=== Your assignment ===
Please repeat the records beneath this task exactly as they appear, but skip the images.

___ Data extracts

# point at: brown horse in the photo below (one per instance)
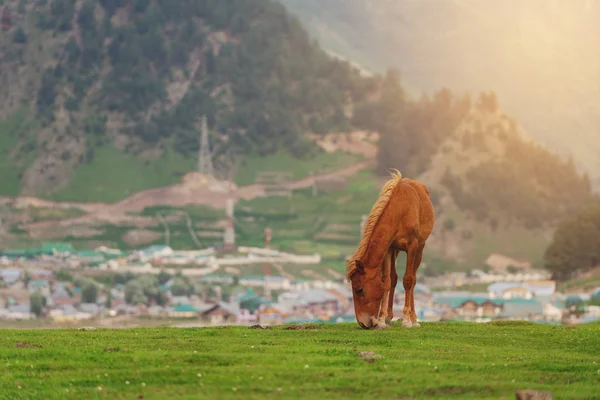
(401, 219)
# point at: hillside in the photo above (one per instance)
(101, 124)
(538, 56)
(92, 87)
(333, 361)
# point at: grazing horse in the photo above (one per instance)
(401, 219)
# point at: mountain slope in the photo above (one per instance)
(90, 76)
(538, 56)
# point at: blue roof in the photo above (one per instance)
(185, 308)
(262, 278)
(39, 283)
(454, 302)
(419, 287)
(500, 287)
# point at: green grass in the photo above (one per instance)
(299, 168)
(113, 175)
(11, 131)
(438, 360)
(44, 214)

______

=== Output ===
# point at: brown horse in the photo below (one per instance)
(401, 219)
# point at: hillside in the photo above (one per instance)
(101, 124)
(538, 56)
(92, 87)
(333, 361)
# point at: grazing horse in the photo above (one per instance)
(401, 219)
# point at: mountain slope in the photo above (one per instance)
(90, 76)
(538, 56)
# point at: blue roof in the photo above (one per instance)
(185, 308)
(262, 278)
(39, 283)
(454, 302)
(419, 287)
(500, 287)
# point at: green grass in the photo above (one per instance)
(299, 168)
(113, 175)
(11, 131)
(438, 360)
(44, 214)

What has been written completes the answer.